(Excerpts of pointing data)

┄┄┄┄┄┄

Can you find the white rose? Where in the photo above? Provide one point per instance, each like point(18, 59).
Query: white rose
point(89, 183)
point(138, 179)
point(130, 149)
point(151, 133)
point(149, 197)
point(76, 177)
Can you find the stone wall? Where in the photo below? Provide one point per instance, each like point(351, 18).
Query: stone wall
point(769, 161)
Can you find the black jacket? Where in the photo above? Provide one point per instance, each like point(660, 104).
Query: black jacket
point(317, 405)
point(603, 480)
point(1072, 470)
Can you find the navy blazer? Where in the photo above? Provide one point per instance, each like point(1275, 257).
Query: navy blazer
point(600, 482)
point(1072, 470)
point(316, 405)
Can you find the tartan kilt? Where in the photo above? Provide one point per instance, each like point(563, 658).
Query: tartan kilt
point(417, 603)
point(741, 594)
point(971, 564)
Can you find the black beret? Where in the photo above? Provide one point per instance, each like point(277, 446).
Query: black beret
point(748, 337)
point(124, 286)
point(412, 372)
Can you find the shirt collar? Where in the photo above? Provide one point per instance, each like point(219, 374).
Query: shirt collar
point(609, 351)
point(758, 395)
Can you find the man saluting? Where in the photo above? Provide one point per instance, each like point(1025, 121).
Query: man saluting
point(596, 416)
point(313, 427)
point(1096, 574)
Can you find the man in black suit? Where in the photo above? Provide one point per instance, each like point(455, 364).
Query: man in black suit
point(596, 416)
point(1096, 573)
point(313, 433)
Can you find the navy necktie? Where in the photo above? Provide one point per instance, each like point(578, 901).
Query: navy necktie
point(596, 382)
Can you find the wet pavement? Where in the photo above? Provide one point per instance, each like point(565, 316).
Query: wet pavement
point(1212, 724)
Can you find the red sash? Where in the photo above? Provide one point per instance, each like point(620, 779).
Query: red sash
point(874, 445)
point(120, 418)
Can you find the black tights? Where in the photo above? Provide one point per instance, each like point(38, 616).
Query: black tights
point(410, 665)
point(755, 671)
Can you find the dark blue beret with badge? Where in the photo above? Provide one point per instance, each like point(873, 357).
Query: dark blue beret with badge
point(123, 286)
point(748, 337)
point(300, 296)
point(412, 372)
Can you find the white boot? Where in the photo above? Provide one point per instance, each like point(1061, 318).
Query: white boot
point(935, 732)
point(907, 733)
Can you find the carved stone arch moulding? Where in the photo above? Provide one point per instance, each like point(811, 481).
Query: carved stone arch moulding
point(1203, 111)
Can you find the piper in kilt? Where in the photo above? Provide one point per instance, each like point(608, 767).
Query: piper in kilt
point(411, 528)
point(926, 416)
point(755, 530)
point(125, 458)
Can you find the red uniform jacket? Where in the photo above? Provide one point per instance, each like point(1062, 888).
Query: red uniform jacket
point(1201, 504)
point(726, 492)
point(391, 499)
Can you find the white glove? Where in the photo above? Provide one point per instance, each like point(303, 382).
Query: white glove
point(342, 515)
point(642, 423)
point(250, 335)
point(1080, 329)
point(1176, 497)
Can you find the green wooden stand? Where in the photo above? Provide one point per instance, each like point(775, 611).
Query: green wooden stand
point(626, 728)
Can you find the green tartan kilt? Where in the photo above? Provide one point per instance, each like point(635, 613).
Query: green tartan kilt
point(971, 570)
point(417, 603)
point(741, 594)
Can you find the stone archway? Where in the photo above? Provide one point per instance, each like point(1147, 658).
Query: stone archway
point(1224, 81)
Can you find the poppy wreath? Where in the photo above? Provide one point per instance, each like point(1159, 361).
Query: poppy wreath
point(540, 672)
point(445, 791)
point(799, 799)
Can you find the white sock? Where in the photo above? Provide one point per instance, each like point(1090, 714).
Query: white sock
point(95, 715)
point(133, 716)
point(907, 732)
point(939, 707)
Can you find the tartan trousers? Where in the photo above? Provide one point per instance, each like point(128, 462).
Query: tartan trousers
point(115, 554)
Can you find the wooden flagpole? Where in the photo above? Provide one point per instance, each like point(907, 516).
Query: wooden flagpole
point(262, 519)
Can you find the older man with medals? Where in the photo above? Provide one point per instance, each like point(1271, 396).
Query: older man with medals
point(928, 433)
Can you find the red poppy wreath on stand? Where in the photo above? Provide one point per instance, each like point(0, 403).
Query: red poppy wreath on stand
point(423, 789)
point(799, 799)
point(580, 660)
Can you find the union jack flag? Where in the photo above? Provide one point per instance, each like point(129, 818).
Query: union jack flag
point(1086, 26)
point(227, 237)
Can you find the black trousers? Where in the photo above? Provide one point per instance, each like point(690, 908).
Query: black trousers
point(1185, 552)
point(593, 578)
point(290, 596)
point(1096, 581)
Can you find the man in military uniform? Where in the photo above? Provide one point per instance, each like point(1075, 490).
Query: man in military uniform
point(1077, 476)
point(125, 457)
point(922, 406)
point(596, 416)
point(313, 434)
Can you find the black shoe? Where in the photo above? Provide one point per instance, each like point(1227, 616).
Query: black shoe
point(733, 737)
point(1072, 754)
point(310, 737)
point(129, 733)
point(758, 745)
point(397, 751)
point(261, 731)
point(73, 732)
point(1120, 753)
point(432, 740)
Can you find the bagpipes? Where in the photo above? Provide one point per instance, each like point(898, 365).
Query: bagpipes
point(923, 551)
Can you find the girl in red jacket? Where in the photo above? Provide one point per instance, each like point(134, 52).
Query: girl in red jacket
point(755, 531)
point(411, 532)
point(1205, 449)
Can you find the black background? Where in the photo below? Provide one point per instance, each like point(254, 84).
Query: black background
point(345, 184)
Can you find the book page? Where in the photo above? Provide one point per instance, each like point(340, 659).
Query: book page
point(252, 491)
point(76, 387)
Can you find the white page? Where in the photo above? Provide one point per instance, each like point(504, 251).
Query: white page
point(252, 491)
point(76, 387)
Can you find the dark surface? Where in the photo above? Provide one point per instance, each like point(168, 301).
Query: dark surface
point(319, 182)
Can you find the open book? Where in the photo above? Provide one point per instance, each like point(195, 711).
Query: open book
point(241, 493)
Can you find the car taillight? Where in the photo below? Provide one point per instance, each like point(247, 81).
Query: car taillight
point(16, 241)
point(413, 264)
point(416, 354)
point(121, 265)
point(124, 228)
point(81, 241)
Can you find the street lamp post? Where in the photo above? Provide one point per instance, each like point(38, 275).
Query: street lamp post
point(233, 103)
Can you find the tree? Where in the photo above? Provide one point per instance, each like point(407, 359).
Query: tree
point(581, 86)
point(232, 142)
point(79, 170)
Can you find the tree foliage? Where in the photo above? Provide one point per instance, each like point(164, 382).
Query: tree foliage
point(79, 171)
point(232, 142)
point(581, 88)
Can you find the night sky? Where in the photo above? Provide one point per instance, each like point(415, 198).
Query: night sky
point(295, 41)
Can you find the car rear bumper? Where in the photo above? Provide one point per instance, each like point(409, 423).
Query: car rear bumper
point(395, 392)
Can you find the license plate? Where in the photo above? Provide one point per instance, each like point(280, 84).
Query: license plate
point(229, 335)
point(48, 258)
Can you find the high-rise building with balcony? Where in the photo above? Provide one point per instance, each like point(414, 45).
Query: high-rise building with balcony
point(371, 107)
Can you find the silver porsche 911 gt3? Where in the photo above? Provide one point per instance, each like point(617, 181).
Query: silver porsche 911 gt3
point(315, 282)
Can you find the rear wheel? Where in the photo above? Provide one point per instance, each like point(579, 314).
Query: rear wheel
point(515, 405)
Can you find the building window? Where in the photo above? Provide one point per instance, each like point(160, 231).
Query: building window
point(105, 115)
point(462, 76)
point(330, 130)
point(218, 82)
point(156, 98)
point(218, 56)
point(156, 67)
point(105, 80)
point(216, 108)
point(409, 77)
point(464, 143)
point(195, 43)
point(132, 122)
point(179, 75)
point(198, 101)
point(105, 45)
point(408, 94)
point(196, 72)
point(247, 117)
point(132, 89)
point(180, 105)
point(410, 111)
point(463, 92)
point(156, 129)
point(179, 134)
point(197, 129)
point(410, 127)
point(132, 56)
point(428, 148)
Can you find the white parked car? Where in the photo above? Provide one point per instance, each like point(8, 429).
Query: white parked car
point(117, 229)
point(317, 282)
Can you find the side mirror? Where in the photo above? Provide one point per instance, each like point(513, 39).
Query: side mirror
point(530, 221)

┄┄┄┄┄┄

▶ EXERCISE AIM: Reproduce the data from its first line through the line containing "point(758, 395)", inclusive, with the requests kept and every point coordinate in the answers scaled by 1.15 and rounded to a whole number, halves up. Leave the numbers in the requests and their format samples unchanged.

▶ THE RESPONSE:
Can you find the white rose? Where in the photo above? Provide one point per instance, each like point(18, 59).
Query: white rose
point(102, 210)
point(159, 206)
point(150, 171)
point(174, 153)
point(171, 227)
point(87, 204)
Can you find the stone wall? Where in the photo below? Provide one point per instance, each like point(351, 18).
Query: stone wall
point(884, 185)
Can you find the black jacket? Where in the photo above? Provide one point per instance, each like point(660, 104).
Query: black jacket
point(365, 466)
point(693, 552)
point(1233, 541)
Can you find the navy blazer? Where in the photo above? Provide one point per instance, each like point(1275, 257).
Query: navy blazer
point(690, 554)
point(1233, 541)
point(363, 466)
Can you find the tartan kilt? Where in the photo above? Provide one point per instance, each like point(563, 658).
Query: tartan kilt
point(480, 693)
point(852, 683)
point(1117, 649)
Can you find the black beret? Where in the photo above? Provide one point per instance, each like point(277, 446).
Query: black beret
point(860, 388)
point(143, 329)
point(474, 428)
Can you find the shirt collar? Where in the photo above? Provide one point per instance, each like point(219, 374).
Query: shirt collar
point(700, 404)
point(872, 454)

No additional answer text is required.